**DO THIS:**
Count the lines of the following records that contain the string "below". Reply with the number alone.

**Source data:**
|---|
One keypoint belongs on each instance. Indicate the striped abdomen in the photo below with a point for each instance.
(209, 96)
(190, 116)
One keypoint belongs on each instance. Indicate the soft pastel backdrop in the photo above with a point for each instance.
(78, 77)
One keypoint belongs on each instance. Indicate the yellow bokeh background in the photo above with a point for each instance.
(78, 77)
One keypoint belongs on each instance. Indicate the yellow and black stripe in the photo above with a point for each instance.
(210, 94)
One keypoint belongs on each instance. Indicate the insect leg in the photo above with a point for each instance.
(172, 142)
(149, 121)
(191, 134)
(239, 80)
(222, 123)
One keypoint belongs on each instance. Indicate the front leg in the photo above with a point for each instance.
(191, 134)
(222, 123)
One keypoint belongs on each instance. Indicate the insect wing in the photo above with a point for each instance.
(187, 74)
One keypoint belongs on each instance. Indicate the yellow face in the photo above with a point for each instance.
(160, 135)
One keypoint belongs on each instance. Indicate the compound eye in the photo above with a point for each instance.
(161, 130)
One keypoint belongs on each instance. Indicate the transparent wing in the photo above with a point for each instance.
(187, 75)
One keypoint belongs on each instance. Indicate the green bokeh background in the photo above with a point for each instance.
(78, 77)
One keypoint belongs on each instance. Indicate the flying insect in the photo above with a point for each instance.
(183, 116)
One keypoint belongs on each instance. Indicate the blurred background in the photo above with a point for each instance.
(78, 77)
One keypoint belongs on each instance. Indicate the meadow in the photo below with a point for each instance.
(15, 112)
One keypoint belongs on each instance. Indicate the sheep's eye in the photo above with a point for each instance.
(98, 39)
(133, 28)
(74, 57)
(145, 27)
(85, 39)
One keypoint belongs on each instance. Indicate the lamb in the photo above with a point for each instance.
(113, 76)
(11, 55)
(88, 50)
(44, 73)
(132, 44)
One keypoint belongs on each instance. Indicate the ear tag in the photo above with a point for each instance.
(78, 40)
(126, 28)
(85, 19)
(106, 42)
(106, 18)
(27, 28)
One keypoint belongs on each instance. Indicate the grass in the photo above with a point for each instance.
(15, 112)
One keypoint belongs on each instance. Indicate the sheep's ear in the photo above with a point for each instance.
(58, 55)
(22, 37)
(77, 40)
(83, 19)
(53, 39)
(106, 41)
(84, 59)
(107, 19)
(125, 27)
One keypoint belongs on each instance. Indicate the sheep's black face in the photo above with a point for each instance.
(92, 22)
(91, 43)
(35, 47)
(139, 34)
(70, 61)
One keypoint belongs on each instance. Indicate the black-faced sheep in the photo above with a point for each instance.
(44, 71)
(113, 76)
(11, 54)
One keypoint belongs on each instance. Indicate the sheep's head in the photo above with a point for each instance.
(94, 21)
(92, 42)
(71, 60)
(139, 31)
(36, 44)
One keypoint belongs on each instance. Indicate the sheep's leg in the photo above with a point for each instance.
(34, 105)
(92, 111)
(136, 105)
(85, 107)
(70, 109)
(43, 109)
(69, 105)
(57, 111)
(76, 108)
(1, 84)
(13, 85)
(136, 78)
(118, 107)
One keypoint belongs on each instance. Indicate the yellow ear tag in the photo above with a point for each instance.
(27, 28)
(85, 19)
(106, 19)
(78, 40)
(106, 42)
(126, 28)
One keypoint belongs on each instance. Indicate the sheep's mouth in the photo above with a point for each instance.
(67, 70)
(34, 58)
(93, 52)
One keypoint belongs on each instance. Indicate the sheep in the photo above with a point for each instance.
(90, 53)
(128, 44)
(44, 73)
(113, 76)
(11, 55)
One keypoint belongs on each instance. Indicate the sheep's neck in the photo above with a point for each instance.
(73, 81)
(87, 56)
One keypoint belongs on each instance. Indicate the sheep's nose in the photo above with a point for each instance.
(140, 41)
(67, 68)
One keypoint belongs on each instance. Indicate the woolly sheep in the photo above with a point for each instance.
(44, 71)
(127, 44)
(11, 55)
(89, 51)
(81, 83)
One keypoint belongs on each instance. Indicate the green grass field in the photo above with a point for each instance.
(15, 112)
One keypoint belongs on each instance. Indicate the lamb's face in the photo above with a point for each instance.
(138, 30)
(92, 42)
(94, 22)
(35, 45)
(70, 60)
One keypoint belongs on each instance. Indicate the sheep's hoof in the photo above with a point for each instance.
|---|
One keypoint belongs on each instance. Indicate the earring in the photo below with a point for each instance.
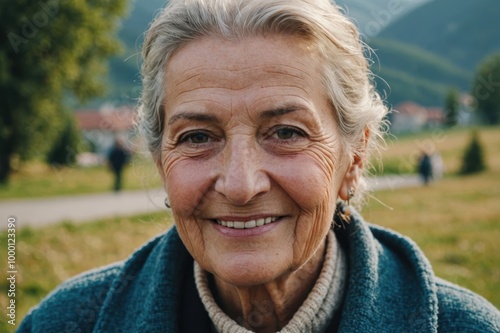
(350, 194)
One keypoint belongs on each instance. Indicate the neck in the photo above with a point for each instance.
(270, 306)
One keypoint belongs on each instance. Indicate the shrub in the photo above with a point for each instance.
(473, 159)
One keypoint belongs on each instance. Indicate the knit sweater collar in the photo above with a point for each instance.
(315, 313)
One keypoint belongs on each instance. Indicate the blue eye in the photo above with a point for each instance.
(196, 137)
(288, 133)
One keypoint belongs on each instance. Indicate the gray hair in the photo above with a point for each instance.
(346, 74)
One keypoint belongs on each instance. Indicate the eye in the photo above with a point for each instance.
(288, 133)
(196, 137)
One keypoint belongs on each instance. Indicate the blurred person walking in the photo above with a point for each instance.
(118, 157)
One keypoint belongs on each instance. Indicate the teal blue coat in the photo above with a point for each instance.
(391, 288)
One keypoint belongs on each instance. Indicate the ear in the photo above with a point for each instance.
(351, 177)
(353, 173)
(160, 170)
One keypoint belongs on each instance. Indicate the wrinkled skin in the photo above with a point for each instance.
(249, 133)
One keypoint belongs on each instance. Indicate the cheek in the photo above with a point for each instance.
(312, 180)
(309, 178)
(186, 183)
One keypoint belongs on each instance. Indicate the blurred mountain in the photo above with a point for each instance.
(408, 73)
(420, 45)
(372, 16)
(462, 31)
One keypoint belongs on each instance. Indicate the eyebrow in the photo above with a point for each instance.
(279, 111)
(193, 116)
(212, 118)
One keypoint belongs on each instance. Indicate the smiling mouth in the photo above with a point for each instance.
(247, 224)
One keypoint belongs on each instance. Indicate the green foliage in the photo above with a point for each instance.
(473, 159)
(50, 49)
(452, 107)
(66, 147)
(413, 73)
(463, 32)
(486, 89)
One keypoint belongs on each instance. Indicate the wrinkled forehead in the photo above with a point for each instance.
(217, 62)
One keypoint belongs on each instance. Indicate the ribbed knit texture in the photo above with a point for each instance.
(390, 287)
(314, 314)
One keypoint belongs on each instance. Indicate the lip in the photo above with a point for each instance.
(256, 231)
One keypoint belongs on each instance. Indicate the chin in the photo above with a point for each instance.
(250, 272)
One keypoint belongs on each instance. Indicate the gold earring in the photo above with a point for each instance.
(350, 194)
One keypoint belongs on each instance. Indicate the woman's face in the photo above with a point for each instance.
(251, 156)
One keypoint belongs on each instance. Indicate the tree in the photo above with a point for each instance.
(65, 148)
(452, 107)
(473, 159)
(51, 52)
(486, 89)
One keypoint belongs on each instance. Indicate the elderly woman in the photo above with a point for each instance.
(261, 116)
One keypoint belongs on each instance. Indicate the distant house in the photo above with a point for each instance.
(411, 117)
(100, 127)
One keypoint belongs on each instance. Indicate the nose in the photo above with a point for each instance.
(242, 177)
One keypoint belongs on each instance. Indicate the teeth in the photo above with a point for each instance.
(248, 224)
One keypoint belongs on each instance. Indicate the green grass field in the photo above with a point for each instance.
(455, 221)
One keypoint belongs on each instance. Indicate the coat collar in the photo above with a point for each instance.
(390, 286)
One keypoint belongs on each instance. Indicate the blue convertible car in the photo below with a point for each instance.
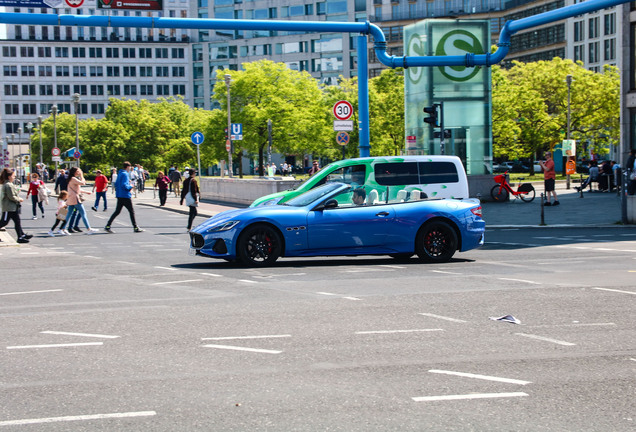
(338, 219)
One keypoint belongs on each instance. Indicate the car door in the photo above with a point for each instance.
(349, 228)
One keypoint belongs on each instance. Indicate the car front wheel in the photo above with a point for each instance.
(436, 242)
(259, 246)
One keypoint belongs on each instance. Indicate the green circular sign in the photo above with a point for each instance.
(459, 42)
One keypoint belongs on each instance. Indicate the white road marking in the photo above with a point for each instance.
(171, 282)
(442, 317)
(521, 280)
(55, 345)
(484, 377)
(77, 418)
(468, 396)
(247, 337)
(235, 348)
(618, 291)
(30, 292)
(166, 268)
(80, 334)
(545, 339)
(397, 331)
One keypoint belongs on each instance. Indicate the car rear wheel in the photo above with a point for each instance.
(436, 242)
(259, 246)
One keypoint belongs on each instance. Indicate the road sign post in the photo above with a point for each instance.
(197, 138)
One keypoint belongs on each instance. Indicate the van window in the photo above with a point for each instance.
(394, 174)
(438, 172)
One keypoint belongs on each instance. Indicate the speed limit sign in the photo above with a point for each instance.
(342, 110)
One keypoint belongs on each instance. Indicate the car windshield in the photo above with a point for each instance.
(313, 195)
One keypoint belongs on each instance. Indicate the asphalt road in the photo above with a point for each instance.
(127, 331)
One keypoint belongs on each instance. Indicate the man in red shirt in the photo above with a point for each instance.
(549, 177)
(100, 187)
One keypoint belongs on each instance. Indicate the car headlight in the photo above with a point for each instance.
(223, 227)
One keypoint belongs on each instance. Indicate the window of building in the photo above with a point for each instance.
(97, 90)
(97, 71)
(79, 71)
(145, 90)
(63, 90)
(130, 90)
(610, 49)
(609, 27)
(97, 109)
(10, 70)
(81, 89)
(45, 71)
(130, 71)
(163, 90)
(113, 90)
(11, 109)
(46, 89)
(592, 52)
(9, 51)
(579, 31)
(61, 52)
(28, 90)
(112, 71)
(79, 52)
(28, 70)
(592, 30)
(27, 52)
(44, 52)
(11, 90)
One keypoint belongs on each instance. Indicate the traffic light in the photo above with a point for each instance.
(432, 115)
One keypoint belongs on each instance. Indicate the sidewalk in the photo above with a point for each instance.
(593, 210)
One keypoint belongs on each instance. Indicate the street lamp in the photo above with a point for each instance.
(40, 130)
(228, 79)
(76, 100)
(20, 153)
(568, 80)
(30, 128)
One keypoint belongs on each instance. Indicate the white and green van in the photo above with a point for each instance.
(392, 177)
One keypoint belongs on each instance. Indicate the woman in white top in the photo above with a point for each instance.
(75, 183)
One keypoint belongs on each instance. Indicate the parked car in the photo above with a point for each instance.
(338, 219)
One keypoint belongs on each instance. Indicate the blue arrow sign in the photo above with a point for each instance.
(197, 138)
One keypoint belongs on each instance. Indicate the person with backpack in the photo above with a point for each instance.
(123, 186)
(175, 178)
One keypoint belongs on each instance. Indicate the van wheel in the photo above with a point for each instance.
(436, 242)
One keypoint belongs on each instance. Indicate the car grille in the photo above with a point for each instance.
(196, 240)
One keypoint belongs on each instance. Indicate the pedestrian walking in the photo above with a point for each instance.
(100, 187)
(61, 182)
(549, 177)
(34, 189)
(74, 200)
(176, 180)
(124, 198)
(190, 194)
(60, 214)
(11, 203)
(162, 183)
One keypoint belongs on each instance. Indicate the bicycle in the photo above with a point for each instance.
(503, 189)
|---|
**COMPLETE OUTPUT:**
4